Devant ces bouleversements, il est de plus en plus consternant, par contraste, d’observer l’état de décrépitude et d’immobilisme français. Il est même douloureux de constater qu’un pays comme la Chine parvient progressivement à se réformer, et affirme de plus en plus fort, de plus en plus clairement que l’économie de marché fonctionne, qu’elle permet de faire sortir un nombre croissant d’individus de la pauvreté, et va même jusqu’à jeter une grosse poignée de capitalisme bien dodu vers une population qui en était privée depuis des décennies ; pendant ce temps, la France progresse dans le sens inverse, grignotant chaque jour la notion même de propriété privée (les lois Duflot en sont un exemple glacial, la rétroactivité des ponctions sur l’épargne en formant un autre aussi inique), allant même jusqu’à inculquer un culte du Tout-à-l’État et le mépris affiché du monde de l’entreprise à toute une génération d’élèves, au travers d’une propagande grossière et stérilisante.

» ENTRÉES DE DONNÉES
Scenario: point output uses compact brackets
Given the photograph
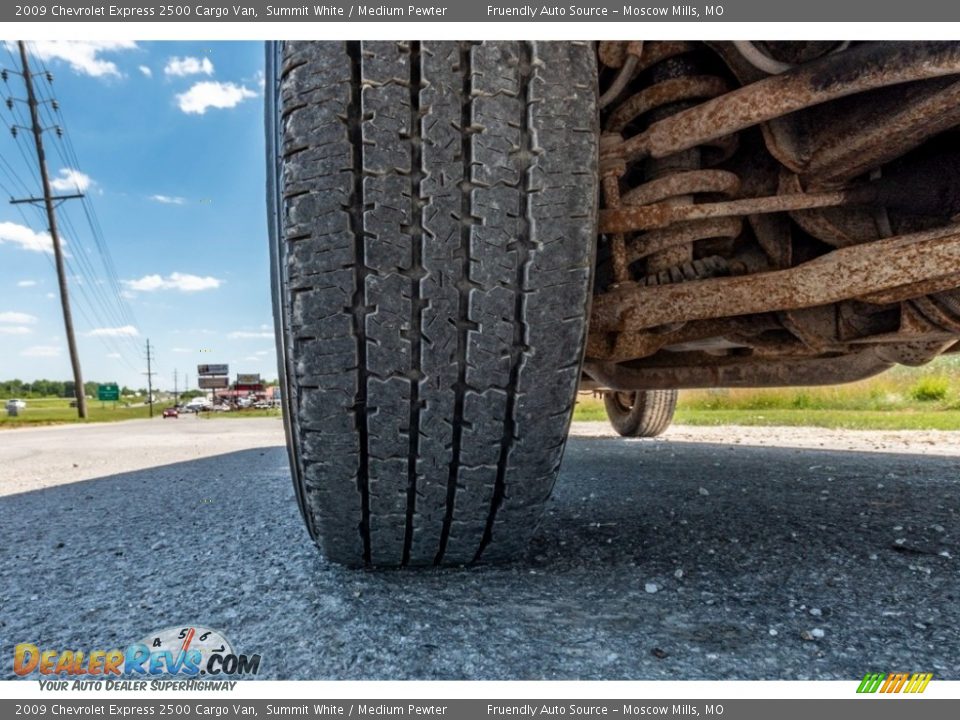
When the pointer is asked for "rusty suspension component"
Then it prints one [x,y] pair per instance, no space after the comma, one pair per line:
[824,284]
[842,274]
[877,65]
[674,82]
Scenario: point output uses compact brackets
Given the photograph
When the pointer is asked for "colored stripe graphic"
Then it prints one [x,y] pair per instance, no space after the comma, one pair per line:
[870,683]
[894,683]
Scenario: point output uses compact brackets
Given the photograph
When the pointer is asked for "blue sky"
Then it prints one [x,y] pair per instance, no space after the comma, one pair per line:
[168,141]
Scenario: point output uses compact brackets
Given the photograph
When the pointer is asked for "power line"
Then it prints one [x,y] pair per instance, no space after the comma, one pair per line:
[52,220]
[100,293]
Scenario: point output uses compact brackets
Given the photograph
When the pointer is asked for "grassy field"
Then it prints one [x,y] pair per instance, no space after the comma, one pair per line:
[50,411]
[901,399]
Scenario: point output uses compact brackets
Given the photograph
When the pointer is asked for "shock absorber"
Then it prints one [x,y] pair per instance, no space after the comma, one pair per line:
[664,78]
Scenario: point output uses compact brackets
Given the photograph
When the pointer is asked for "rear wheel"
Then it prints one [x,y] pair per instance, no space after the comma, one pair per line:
[645,413]
[434,221]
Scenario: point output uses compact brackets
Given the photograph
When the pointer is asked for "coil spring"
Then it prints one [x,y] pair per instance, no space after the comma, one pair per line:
[674,83]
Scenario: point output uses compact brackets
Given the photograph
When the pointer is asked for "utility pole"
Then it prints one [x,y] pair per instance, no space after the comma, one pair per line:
[54,236]
[149,375]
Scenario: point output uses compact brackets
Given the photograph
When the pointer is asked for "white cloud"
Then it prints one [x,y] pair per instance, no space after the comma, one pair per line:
[123,331]
[17,318]
[208,94]
[244,334]
[25,237]
[181,67]
[83,56]
[184,282]
[71,180]
[41,351]
[168,199]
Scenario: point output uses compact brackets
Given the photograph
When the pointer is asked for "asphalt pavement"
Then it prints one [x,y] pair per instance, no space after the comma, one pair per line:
[657,559]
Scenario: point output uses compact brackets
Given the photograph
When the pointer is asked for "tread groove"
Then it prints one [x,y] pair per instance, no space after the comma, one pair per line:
[463,316]
[416,242]
[355,113]
[524,258]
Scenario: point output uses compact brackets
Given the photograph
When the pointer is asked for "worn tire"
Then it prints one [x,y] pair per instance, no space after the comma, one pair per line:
[645,413]
[434,214]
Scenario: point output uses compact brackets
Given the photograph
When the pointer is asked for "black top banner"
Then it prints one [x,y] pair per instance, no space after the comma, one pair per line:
[470,11]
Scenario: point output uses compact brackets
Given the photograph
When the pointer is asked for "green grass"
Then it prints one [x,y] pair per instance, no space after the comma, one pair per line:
[52,411]
[834,419]
[902,399]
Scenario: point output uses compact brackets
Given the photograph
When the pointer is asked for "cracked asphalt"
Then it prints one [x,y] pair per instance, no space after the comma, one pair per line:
[721,553]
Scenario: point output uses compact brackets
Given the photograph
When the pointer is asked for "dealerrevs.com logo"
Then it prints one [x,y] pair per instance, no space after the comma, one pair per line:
[191,652]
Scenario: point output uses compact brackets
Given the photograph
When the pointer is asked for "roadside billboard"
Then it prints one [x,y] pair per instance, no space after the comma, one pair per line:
[213,383]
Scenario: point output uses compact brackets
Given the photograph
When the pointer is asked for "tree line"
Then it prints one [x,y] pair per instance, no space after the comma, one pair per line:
[53,388]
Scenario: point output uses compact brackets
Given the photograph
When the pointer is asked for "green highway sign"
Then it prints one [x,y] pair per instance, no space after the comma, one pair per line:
[108,392]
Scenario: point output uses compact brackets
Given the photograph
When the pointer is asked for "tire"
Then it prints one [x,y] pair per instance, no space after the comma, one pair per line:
[645,413]
[434,221]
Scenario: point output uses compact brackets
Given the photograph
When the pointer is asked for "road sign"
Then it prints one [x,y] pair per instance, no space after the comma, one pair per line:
[108,392]
[252,387]
[213,383]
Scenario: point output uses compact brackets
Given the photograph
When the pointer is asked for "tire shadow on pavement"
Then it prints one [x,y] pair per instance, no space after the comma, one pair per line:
[655,560]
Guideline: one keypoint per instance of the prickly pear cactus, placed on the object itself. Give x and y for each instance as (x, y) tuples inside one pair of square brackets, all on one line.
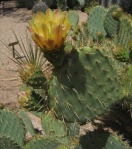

» OBJECTIF DE L'EXERCICE
Selon l'extrait du document, quelles lois sont données comme un exemple « glacial » du recul de la propriété privée en France ?

» RÉPONSE RÉDIGÉE
Les lois Duflot.